E. THE COLLEGE'S DECISION NOT TO "TENURE IN" THE CHEMISTRY DEPARTMENT
Compared to its private sister colleges and universities, Carroll College has a low endowment of approximately $30 million. (Deposition of Dr. Robert Black [Black Dep.] at 94). The College's budget is tuition-driven and tuition-centered. As a result of the College's small endowment and its dependency upon tuition for revenue, a downturn in enrollment can render the institution unable to meet its budget. Recognizing this dynamic, since Dr. Falcone became President in 1993, the College has changed and added to its academic programs in order to attract students.
As enrollment trends have shown a movement away from traditional liberal arts, the College has shifted from a traditional liberal arts format toward becoming a comprehensive college with liberal arts, professional, and pre-professional programs. The administration has assigned great importance to program diversification and staffing flexibility as a means of responding to changing enrollments and changing student preferences. An award of tenure represents the most significant personnel and budgetary commitment made by the College.
Each academic department at the College has allotted to it a certain number of tenure lines, of which the Chemistry Department has four. As of 2001, the four full-time faculty members working in the Chemistry Department either had tenure (Dr. Schuder) or held tenure-track positions (the plaintiff, Dr. Kevin McMahon, Dr. Piatt). Kevin McMahon was scheduled to present himself for tenure review in the fall of 2002, and the plaintiff and Dr. Piatt were scheduled to submit their application for tenure consideration in the fall of 2003. An award of tenure to all three of these faculty members would have resulted in a "tenured-in" department, i.e., each of the full-time tenure-track positions assigned to the department would have been filled with a tenured faculty member. In 2001, President Falcone examined the advisability of a "tenured-in" Chemistry Department.
Although enrollment in the College's chemistry courses had increased between 2000 and 2002, President Falcone considered this trend to be linked closely to increased enrollment in the College's health-related professional programs, such as nursing. Specifically, the Chemistry Department offered "service courses" (introductory-level, prerequisite classes) to students enrolled in health-related professional programs. (Falcone Dep. at 35.) As enrollment in the health-related professional programs increased, so too did demand for the service courses in the Chemistry Department. Introductory-level courses within the Chemistry Department tended to be the largest classes among the department's course offerings. As of 2001, the demand for the college's health sciences programs was strong, and the College had no indication that this demand would fall off in the immediate future.

---*---

- [Aim]: Could you rewrite the part of the Carroll College tenure excerpt that opens with the words "As enrollment trends" and closes with "by the College.", replacing "liberal arts" with "humanities"? These data have no connection to the Carroll College tenure excerpt.

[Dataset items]
---*---

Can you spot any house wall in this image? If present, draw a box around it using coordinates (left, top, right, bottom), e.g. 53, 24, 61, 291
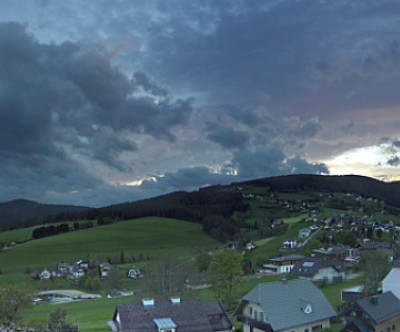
312, 267, 345, 282
243, 302, 268, 323
243, 302, 332, 332
279, 319, 331, 332
375, 317, 400, 332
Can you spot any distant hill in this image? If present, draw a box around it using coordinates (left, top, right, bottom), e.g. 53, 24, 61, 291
0, 199, 89, 228
242, 174, 400, 207
6, 174, 400, 234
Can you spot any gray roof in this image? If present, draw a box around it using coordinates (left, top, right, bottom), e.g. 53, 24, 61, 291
356, 292, 400, 324
290, 257, 346, 278
344, 318, 375, 332
270, 254, 305, 262
114, 299, 232, 332
235, 280, 336, 331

---*---

- [Result for this exercise]:
As enrollment trends have shown a movement away from traditional humanities, the College has shifted from a traditional humanities format toward becoming a comprehensive college with humanities, professional, and pre-professional programs. The administration has assigned great importance to program diversification and staffing flexibility as a means of responding to changing enrollments and changing student preferences. An award of tenure represents the most significant personnel and budgetary commitment made by the College.